*WHAT THE TASK REQUIRES*. Nothing but the pictures is dropped; write out all the remaining data below exactly.
*** INPUT ***
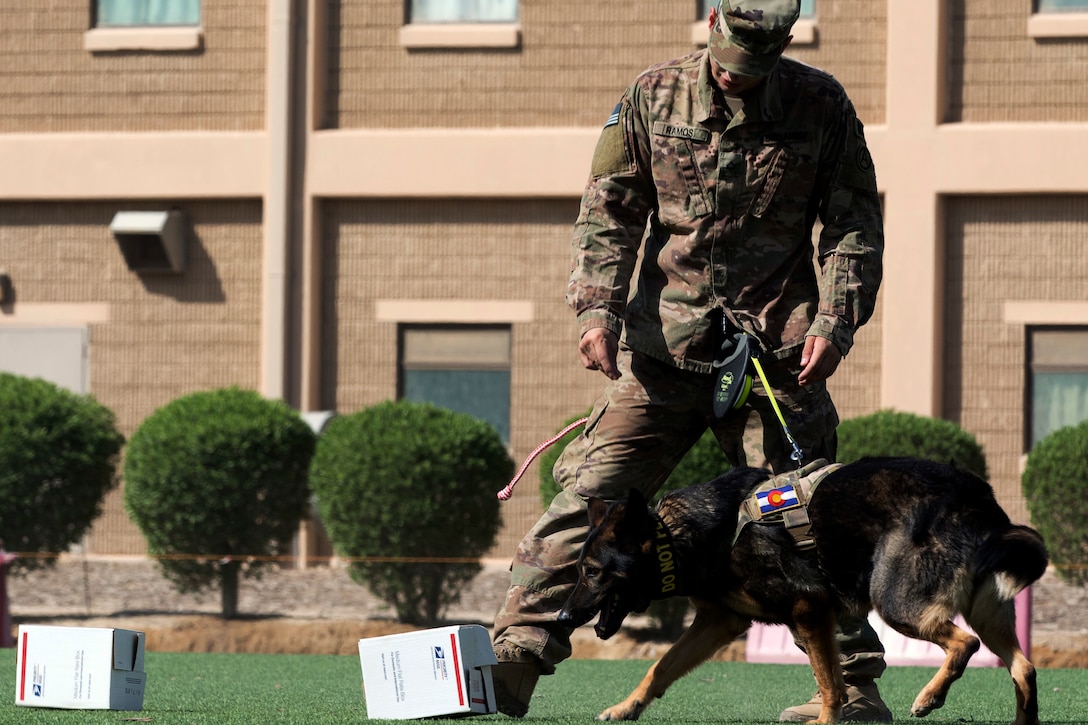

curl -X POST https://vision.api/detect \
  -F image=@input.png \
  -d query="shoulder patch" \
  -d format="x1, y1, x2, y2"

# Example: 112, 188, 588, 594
604, 103, 621, 129
589, 102, 631, 178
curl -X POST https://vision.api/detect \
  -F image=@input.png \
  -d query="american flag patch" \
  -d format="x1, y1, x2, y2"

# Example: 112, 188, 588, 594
756, 485, 800, 514
604, 103, 621, 128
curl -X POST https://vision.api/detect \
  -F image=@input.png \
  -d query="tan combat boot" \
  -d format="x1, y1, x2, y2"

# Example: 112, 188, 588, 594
492, 642, 542, 718
778, 679, 893, 722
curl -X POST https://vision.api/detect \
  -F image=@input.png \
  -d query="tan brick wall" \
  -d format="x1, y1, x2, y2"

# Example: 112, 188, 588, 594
328, 0, 886, 129
0, 1, 265, 132
943, 195, 1088, 524
321, 199, 599, 558
321, 197, 887, 558
950, 0, 1088, 122
0, 200, 264, 554
790, 0, 888, 125
826, 299, 883, 422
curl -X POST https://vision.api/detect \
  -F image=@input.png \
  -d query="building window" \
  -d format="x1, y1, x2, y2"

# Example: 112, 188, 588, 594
698, 0, 814, 19
410, 0, 517, 23
1037, 0, 1088, 11
95, 0, 201, 27
399, 325, 511, 443
1027, 327, 1088, 449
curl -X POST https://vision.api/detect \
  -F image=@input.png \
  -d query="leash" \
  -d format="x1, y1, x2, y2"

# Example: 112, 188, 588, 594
496, 416, 589, 501
750, 355, 805, 464
496, 338, 805, 501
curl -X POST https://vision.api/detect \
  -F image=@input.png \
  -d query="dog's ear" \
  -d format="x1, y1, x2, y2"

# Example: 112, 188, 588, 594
626, 487, 647, 510
587, 496, 611, 528
620, 488, 654, 537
*** End of INPUT ***
*ANSWER TO THIS EXERCISE*.
curl -X POST https://vision.api/detect \
  -F image=@input.png \
  -d query="shoulder patch" \
  -d format="x1, y1, x2, y2"

# Example: 112, 188, 588, 594
604, 103, 621, 129
589, 102, 631, 178
curl -X POST https://vision.api/detect \
  -F image=@input.png \
  -d query="american flag patch" \
  -d format="x1, y1, x2, y2"

# Example: 112, 188, 588, 594
756, 485, 800, 514
604, 103, 621, 128
curl -X POST https://vision.api/detect \
  -F image=@input.png \
  -d query="tan combat boot" \
  -d format="x1, y1, x2, y2"

# Example: 112, 188, 588, 594
492, 642, 542, 718
778, 679, 893, 722
curl -X POST https://vision.api/detect \
  -F image=@input.png \
  -d query="tan brick wall" \
  -d format="x1, y1, x2, y2"

# Example: 112, 188, 588, 594
328, 0, 886, 129
0, 1, 265, 132
943, 195, 1088, 524
321, 199, 599, 558
321, 197, 887, 558
950, 0, 1088, 122
0, 200, 264, 554
790, 0, 888, 125
826, 299, 883, 422
curl -X POST https://vision.api/detect \
  -F image=@input.png \
  -d query="building window" \
  -d format="x1, y1, x2, y2"

# Example: 112, 188, 588, 594
698, 0, 814, 19
410, 0, 517, 23
1037, 0, 1088, 11
95, 0, 201, 27
399, 325, 511, 443
1027, 327, 1088, 449
curl -X POST https://vision.api/detect \
  -F image=@input.png \
  -d query="leash" \
  -d format="x1, y1, x2, y2"

# Example: 112, 188, 588, 594
496, 416, 589, 501
750, 355, 805, 464
496, 338, 805, 501
curl -X POST https://vision.api/detect \
  -F image=@input.png \
  -d query="dog's ear" \
  -d format="x1, y1, x2, y2"

# Example: 112, 188, 588, 594
626, 487, 647, 510
587, 496, 611, 528
620, 488, 654, 537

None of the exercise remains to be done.